**DATA ENTRIES**
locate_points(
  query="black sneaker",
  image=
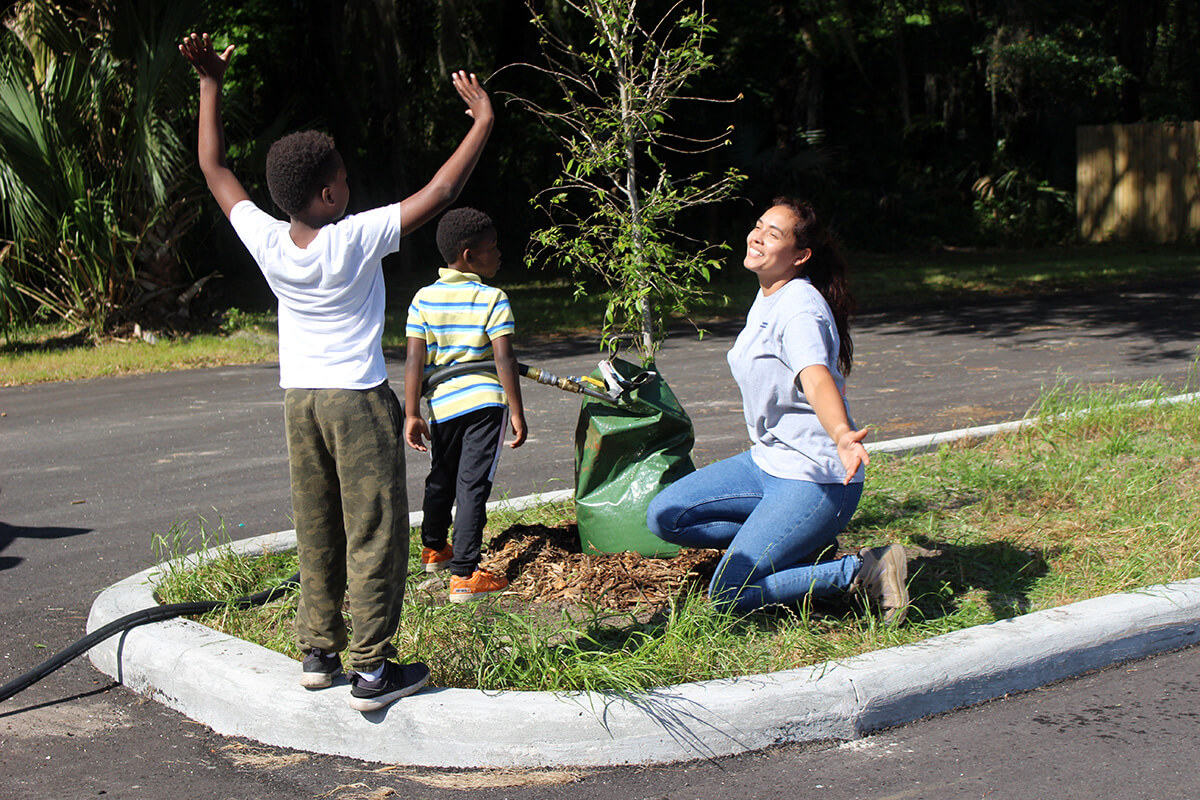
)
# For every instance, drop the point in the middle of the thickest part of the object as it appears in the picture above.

**DIRECTIONS FOR THIS TASK**
Put these lines into a JSON list of strings, one string per line, with blank lines left out and the pictures omitted.

**OUTPUT BELOW**
[
  "locate_points(",
  "  query=\"black sneaker\",",
  "  image=",
  ")",
  "# For every instance, drop the point in the middle of the thickest part of the object as it appears in the picture above."
]